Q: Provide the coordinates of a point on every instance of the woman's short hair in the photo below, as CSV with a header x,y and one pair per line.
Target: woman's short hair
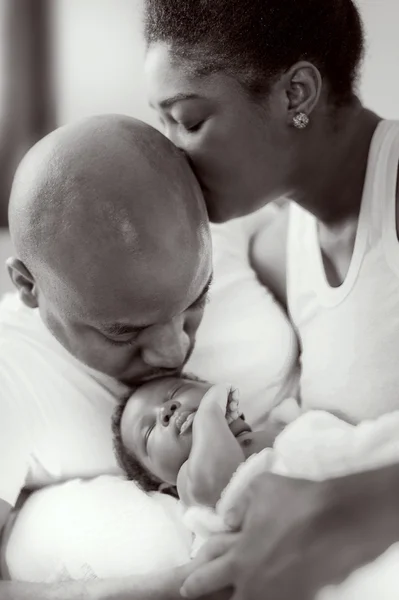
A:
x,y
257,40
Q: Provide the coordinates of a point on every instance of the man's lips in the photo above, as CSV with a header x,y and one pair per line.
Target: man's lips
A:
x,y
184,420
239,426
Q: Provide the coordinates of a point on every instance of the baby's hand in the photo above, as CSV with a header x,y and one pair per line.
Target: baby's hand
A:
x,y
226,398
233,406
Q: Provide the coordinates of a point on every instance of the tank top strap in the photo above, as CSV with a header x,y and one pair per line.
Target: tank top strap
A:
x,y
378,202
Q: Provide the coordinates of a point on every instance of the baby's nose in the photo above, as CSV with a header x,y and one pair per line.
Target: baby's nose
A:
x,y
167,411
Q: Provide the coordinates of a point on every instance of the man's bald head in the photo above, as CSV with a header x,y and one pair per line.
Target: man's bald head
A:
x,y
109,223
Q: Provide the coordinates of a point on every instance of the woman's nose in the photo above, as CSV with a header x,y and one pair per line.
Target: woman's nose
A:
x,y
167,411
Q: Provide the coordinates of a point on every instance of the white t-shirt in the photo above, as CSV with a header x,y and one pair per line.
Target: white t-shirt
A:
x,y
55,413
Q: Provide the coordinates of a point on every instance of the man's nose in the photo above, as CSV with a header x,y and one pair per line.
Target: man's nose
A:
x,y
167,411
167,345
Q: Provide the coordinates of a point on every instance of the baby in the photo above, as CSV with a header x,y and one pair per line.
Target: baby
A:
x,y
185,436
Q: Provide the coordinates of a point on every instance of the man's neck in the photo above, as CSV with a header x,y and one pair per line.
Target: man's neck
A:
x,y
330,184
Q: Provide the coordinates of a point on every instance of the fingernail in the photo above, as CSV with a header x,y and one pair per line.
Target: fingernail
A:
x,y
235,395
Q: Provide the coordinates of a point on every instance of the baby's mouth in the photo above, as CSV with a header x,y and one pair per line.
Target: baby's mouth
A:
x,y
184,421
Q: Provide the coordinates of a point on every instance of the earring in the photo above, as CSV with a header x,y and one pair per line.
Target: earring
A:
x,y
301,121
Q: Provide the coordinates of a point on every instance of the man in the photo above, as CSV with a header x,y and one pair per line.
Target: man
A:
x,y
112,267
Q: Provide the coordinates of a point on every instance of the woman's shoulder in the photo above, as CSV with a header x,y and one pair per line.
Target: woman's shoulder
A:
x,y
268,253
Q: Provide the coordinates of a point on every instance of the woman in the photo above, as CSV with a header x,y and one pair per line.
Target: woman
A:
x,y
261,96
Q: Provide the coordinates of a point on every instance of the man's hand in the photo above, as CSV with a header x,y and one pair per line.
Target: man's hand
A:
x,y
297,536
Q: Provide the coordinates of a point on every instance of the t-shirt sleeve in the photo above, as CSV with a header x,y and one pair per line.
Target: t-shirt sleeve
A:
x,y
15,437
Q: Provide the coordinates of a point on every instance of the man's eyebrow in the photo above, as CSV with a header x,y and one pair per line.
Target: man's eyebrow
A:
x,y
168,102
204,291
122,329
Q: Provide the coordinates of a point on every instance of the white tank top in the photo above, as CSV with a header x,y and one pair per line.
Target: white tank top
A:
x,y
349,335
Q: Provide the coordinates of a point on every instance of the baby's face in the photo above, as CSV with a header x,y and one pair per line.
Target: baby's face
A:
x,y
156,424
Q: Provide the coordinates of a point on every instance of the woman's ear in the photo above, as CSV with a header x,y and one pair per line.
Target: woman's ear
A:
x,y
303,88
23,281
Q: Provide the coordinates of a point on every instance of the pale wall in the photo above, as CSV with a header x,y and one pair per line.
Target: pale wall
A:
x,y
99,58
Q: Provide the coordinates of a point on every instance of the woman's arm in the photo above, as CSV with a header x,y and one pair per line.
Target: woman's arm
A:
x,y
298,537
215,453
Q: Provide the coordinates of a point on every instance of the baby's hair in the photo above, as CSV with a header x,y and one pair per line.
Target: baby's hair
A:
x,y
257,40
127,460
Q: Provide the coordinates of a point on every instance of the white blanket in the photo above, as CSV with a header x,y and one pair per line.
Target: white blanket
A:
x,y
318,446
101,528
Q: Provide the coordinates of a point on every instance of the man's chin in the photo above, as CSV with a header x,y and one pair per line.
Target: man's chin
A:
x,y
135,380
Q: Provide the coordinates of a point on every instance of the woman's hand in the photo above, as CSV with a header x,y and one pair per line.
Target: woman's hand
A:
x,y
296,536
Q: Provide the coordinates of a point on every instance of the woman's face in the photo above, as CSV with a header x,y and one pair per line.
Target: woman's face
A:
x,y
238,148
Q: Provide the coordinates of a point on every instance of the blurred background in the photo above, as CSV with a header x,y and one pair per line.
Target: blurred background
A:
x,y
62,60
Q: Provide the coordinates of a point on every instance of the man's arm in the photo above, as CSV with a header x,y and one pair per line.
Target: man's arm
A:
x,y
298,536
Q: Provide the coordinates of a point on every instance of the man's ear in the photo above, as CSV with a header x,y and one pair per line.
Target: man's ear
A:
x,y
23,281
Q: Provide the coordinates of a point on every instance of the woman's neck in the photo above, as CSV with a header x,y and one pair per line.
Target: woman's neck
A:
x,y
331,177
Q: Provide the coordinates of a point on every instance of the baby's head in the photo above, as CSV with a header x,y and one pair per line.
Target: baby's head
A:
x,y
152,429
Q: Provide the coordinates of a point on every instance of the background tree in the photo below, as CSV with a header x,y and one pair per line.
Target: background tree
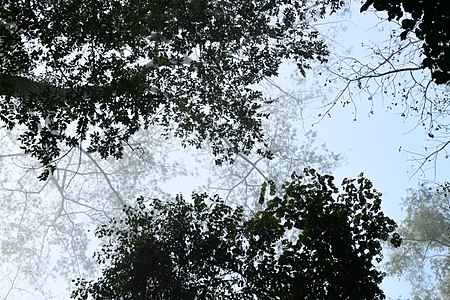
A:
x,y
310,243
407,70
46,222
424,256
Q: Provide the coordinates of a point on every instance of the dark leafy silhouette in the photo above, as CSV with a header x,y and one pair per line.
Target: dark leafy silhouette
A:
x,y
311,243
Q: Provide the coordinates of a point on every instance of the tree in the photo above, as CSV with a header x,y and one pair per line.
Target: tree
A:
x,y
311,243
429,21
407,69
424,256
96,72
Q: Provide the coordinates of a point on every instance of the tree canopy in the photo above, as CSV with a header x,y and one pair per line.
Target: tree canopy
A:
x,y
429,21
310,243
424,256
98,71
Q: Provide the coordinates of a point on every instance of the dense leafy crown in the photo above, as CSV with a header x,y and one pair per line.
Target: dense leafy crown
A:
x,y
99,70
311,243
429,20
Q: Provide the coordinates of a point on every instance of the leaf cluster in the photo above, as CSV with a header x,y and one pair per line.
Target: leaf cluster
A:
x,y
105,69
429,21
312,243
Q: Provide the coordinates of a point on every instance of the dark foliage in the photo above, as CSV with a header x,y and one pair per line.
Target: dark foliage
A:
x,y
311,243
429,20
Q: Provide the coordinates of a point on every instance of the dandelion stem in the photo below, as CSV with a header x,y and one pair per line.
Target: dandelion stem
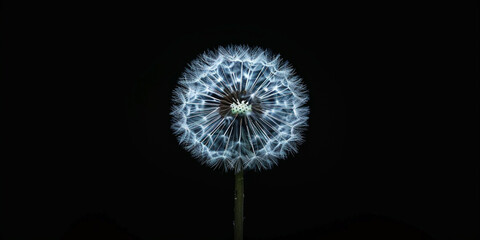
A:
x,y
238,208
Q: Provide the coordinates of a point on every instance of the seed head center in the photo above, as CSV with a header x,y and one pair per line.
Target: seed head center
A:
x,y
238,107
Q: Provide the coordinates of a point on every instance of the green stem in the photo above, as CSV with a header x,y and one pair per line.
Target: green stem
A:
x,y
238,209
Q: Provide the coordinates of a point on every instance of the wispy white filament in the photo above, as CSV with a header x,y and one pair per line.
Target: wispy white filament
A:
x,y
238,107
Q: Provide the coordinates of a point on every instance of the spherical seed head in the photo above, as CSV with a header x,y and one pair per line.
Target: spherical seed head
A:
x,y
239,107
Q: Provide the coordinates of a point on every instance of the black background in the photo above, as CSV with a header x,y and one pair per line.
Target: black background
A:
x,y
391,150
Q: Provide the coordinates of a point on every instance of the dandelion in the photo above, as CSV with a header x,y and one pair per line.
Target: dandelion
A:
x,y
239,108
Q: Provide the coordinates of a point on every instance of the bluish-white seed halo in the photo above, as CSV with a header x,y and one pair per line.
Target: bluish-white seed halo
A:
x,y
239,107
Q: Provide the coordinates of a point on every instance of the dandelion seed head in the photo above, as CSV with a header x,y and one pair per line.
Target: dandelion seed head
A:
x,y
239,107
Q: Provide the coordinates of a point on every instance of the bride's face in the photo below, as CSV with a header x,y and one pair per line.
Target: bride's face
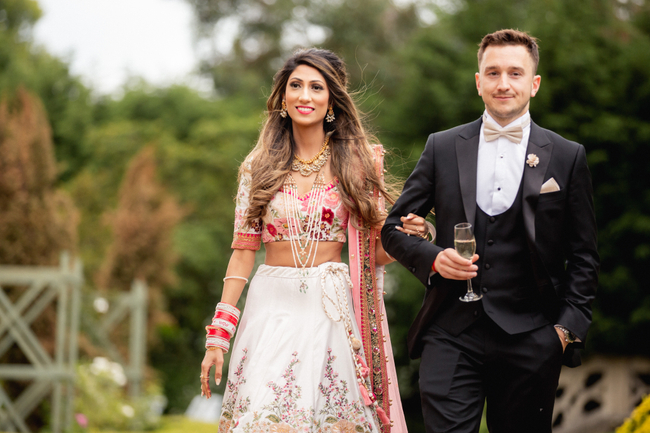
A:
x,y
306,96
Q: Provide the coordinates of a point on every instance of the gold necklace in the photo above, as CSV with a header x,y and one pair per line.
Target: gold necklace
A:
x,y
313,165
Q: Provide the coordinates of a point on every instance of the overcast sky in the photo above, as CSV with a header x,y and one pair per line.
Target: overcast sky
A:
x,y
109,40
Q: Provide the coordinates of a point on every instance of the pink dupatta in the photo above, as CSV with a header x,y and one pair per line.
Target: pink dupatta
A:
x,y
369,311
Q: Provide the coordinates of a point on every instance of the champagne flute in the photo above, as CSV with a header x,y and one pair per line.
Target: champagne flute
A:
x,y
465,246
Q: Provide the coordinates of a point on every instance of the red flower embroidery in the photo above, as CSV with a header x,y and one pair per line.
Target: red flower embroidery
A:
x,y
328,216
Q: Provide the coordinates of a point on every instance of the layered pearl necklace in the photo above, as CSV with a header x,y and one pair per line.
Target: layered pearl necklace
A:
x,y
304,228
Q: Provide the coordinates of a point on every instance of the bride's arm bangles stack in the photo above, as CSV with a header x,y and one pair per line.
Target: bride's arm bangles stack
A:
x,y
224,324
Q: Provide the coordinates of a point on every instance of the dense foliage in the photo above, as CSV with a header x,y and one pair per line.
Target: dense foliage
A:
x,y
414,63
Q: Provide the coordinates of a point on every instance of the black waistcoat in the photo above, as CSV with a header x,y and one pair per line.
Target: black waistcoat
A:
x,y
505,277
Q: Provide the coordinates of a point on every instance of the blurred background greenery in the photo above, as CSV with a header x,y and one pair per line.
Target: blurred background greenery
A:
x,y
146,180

══════

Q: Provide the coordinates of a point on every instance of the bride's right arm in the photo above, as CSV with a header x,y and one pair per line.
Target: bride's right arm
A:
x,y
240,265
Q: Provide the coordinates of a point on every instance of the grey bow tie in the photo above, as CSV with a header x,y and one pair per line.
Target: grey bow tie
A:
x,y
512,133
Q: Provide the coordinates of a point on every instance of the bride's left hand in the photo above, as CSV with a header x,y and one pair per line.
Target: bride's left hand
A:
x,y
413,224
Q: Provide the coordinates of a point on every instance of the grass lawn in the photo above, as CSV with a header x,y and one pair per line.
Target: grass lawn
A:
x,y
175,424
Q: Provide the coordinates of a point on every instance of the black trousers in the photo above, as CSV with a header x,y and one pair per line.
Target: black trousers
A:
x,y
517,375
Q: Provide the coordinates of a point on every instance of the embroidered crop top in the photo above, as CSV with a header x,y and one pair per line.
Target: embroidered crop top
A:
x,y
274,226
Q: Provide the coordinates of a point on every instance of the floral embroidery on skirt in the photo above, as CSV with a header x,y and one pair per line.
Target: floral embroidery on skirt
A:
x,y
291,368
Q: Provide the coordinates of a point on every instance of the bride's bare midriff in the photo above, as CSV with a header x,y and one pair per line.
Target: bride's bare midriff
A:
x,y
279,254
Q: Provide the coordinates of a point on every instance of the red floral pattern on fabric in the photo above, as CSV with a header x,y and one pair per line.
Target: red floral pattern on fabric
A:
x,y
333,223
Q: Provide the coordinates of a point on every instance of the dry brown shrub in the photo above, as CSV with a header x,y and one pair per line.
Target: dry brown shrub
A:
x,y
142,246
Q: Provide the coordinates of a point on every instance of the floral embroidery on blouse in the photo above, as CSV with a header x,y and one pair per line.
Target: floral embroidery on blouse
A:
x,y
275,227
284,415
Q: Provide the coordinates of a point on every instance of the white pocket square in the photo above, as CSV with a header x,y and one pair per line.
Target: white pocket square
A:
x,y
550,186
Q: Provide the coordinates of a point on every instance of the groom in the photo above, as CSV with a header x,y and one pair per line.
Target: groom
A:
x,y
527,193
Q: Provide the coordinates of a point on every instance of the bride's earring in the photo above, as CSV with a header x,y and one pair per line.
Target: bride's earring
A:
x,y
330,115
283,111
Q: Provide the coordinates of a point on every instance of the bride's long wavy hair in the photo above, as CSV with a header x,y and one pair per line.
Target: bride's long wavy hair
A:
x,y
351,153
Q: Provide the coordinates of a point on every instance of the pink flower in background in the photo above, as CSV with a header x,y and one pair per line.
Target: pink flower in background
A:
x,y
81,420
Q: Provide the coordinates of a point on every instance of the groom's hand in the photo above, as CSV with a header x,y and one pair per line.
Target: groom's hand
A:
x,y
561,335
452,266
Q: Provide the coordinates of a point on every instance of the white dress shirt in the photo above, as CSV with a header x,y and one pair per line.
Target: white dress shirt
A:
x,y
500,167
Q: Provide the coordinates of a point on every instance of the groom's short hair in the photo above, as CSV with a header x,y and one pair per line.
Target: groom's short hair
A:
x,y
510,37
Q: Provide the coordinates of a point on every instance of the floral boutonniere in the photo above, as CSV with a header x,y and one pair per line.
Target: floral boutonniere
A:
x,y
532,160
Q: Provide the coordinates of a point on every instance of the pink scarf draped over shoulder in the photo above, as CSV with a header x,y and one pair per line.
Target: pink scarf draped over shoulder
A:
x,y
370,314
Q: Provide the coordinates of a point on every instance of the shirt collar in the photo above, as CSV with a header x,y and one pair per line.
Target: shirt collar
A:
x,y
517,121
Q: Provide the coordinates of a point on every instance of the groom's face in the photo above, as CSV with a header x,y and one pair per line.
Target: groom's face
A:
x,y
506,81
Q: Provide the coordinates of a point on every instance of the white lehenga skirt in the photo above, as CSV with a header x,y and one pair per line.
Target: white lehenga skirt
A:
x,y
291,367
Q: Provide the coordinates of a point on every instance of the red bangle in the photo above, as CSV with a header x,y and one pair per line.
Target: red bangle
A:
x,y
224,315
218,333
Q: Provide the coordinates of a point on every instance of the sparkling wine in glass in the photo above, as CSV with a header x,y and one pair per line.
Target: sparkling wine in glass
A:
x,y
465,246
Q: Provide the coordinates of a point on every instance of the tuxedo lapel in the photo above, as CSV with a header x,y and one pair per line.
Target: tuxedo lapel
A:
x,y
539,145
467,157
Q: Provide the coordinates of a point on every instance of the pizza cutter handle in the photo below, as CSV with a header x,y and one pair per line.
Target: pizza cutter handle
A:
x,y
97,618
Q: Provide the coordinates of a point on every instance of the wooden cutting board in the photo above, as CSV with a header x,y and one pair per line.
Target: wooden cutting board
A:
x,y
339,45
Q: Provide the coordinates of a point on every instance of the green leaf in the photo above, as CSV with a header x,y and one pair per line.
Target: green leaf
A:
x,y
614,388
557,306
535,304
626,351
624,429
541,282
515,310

══════

--- EXERCISE DETAILS ---
Pick out every line of the items above that contains the word "midriff", and copy each such line in full.

--- EXPECTED ANSWER ---
Q: Provide the coordinates of a point on every instance of the bride's bare midriff in the photo above, as CSV with a header x,y and one pair per line.
Target: bride's bare midriff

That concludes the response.